### REQUIREMENTS
Rewrite each of the records below with "exercise" changed to "task" everywhere it occurs and every other word left as it is. Omit the pictures from your answer.

"""

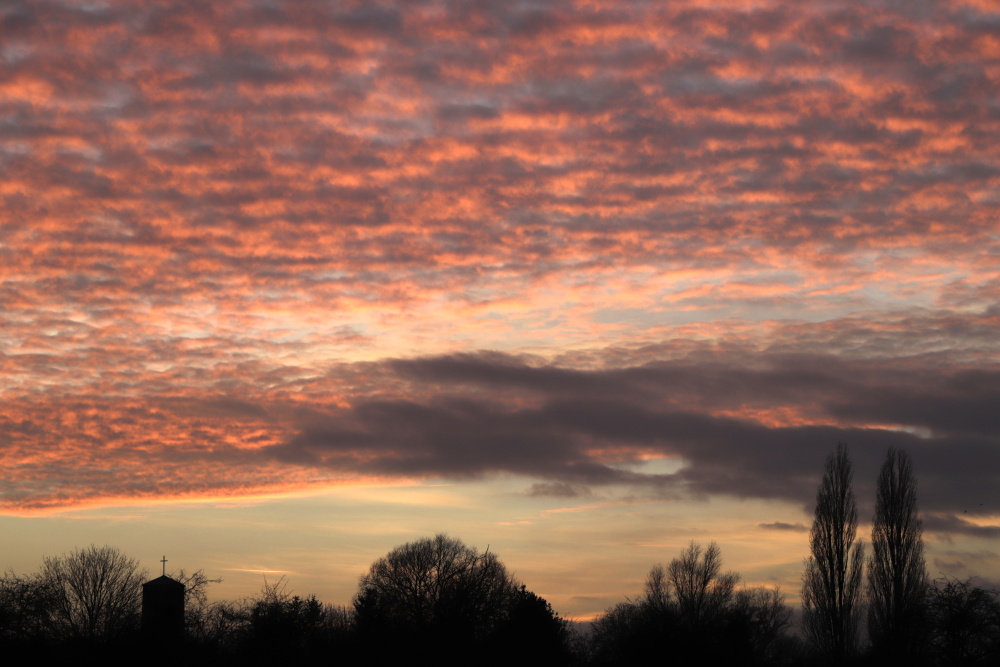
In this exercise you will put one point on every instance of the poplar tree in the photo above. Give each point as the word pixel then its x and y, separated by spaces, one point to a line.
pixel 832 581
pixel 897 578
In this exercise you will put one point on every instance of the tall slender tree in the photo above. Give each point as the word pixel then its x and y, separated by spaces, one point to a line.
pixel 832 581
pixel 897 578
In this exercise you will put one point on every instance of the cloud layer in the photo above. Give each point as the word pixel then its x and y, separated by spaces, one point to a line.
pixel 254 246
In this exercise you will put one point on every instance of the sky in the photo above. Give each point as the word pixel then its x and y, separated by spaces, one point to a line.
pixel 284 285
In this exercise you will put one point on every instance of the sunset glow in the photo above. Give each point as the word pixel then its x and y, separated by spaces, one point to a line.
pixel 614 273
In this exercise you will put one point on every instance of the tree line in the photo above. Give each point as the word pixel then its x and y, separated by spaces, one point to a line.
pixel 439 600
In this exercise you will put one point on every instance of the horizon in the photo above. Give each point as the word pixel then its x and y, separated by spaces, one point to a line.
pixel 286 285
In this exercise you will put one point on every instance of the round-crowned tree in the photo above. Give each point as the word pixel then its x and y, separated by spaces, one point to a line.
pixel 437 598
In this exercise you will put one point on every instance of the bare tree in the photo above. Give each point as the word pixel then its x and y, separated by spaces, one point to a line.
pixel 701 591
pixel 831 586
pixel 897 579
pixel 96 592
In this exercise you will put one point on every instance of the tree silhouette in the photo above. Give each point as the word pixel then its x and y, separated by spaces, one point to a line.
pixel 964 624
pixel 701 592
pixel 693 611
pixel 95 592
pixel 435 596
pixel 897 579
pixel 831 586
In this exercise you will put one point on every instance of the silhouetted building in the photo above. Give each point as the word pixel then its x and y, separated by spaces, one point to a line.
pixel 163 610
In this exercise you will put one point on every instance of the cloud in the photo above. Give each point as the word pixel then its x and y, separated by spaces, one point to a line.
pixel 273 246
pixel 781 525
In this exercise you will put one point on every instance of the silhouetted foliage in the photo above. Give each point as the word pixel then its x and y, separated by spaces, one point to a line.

"""

### SOLUTION TO THE PROBLEM
In this task you will put one point on every instance of the poplar tree in the photo above. Give each point as the word pixel then its x and y, separated by spaces, one point to a line.
pixel 832 581
pixel 897 578
In this task you will put one point on every instance of the tall slender tree in the photo above. Give each point as the word pixel then its x and y, separated by spaces, one point to a line.
pixel 832 581
pixel 897 578
In this task you will put one point on every instance of the cloud layer in the photo above. Give each point as the word pixel then its x and y, separated by spaces, one point to a line.
pixel 254 246
In this task you will put one point on every instance of the sky in the photo above. Give each point as the word pixel then its x and y, separated by spaces, one point to a line.
pixel 284 285
In this task you will put one point on every instance of the sunset glow in the photo above. Give each point as the word pixel then its x and y, separated by spaces, one point to a line.
pixel 614 273
In this task you will put one point on every instance of the tree line in the photo above. Give each point as the word pixel then its x and y, separated by spaces, one point to a line.
pixel 439 600
In this task you will put one point on every instance of the horizon in the photo above. Give each point as the word pixel then its x and y, separated by spaces, one point to a line.
pixel 286 285
In this task you will put one point on every instance of the round-crowned tree in the photo above. Give each point as the word pixel then its x and y, separated by spaces, one point to a line.
pixel 437 598
In this task you will put one point on every instance of the bare tree in the photo above. Give each point as the word pixel then its x and y, separated by spaces, one point to a line.
pixel 701 591
pixel 831 586
pixel 897 579
pixel 96 592
In this task you will put one point on every instance of the tree silhouette in the photo above. Give each point as the word pixel then its x and y, separated by spaces, one point to a line.
pixel 964 624
pixel 701 592
pixel 693 611
pixel 95 592
pixel 435 596
pixel 897 579
pixel 831 586
In this task you will put one point on every instance of the silhouetted building in the photo above. Give each point as the word pixel then its x and y, separated by spaces, one point to a line.
pixel 163 610
In this task you will put one point on every instance of the cloud in the photo above. Give each point as the word pixel then its x and y, separated by spaces, one point to a line.
pixel 273 246
pixel 781 525
In this task you will put one point on every instance of the silhouetted foliage in the photo above. Give each point as the word pixel then its x and y, separated by spaces, one point to a line.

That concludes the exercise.